For nearly 50 years, Roe v. Wade has guaranteed the right to abortion in the United States. Now that right stands at the brink of collapse. I won’t mince words. I write with both a heaviness in my heart and a measure of hope that New Mexico can rise to the challenges before us.

Earlier this month, the U.S. Supreme Court heard oral arguments in two cases challenging a Texas law, SB 8, that prohibits abortion after six weeks of pregnancy, before most people even know they’re pregnant. The novel ban allows anyone to sue abortion providers or anyone who aids in an abortion, creating a bounty-hunting scheme that encourages people to go after health care providers with the promise of at least $10,000 for successful suits. It has effectively closed off access to abortion across Texas.

Anti-abortion politicians intentionally designed the law to make private citizens file lawsuits, rather than state actors, to try to evade state and federal court review. The Supreme Court’s rulings will determine whether or not abortion providers and the Department of Justice, who brought the cases, are even entitled to challenge SB 8.  If the Court lets SB 8 stand, we can expect copycat bills to crop up across dozens of other states. In fact, some states have already introduced similar legislation.

As if SB 8 wasn’t threat enough, the Supreme Court just heard arguments in a Mississippi case, Dobbs v. Jackson Women’s Health Organization, that is a frontal assault on Roe. The case centers on a 2018 law that bans most abortions after 15 weeks. If the Supreme Court upholds that law, and effectively overturns Roe, more than 36 million women in 26 states will lose access to abortion, according to recent Planned Parenthood research.

The data:
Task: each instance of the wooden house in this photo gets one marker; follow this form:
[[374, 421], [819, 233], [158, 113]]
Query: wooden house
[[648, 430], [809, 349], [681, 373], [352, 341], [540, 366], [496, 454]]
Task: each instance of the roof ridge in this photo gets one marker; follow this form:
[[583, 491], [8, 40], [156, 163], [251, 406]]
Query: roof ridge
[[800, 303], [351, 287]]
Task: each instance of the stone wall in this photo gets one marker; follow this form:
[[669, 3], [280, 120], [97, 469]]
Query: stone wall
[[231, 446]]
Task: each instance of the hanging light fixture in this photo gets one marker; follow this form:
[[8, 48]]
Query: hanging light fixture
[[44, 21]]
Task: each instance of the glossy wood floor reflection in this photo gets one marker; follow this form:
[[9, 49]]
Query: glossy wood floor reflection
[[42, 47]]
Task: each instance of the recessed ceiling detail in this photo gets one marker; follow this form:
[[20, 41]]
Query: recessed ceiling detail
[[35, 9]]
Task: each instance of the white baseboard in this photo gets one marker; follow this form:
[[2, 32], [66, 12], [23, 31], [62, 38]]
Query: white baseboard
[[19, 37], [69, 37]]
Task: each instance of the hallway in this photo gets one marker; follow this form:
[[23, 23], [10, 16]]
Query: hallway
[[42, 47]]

Required work:
In the text about Roe v. Wade, how much money does SB 8 promise for successful suits against abortion providers?

Result for this exercise:
At least $10,000.